→ **Task requirements**: Rewrite the lines below as a numbered list, skipping any blank lines and omitting the pictures.

***** Data in this exercise

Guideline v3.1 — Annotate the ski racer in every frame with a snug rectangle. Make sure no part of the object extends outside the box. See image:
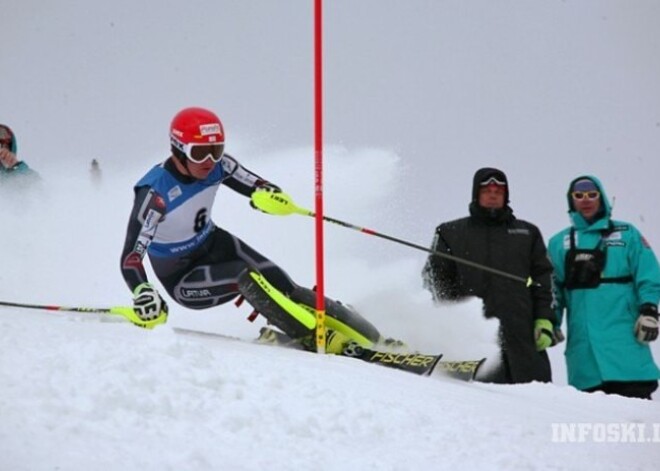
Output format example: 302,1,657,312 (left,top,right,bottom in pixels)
121,108,381,353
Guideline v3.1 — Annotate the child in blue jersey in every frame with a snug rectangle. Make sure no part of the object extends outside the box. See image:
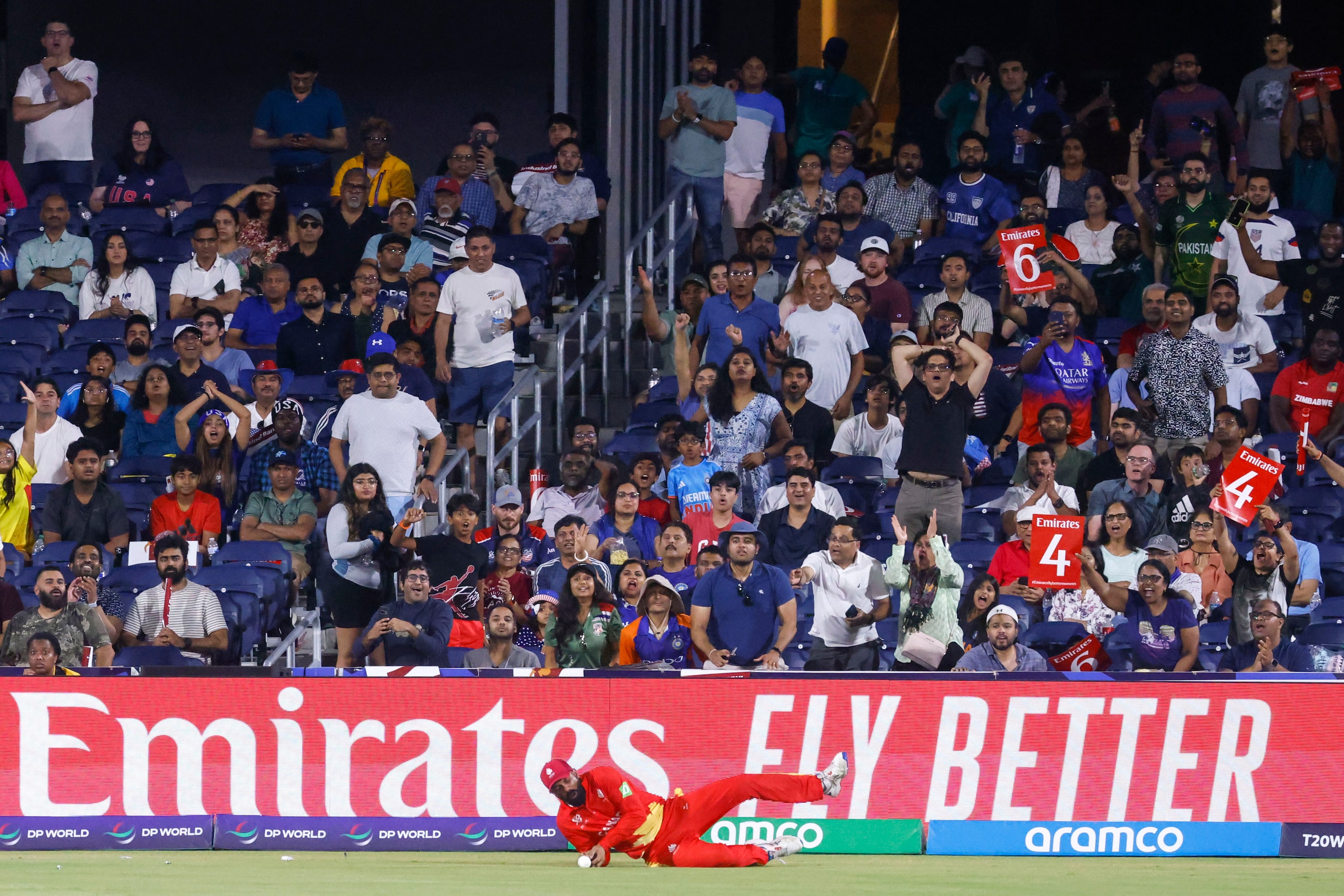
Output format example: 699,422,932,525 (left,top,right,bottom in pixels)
668,420,720,519
617,575,696,669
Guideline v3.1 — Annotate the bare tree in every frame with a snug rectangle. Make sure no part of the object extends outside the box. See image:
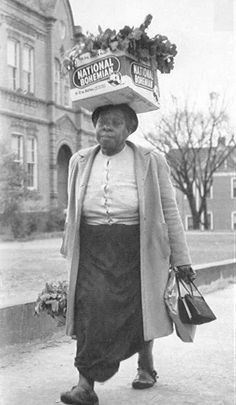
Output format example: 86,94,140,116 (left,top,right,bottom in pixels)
144,93,236,229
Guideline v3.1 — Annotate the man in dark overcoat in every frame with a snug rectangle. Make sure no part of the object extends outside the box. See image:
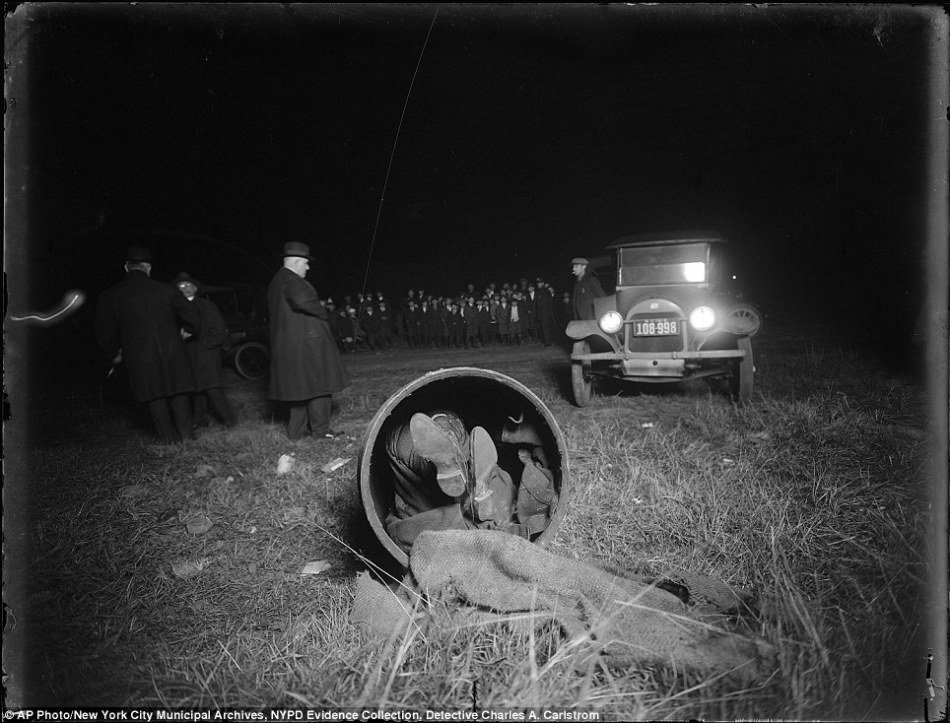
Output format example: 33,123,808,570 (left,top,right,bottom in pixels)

**********

→ **Result of the exercise**:
1. Guideline v3.1 — Annotate the ski racer in every frame with a snug rectangle. Make sure no part of the object extends outside the box. See image:
2. Output format example: 302,1,657,312 (left,top,right,bottom in pixels)
3. 121,108,381,353
4. Guideline v3.1 — Annotate the child in blue jersey in every frame with a snug rectangle. Make sure no part of the object extends outside the box. See image:
5. Output format example: 699,422,932,525 (left,top,right,bottom in pixels)
6. 668,420,720,519
7. 617,575,696,669
8. Guideline v3.1 — Annotate the bare tree in every frame with a snug rectangle. Make sure no part of the object extends outside the box. See image:
9. Output format example: 86,94,140,116 (left,top,right,bottom in pixels)
10. 144,93,236,229
11. Guideline v3.1 — Annotate the man in dark overcoat in every frame with a snug rectangle. Make sure no part of the object extends outside the box. See image:
12. Output format example: 33,123,808,570 (left,top,right,bottom in pixels)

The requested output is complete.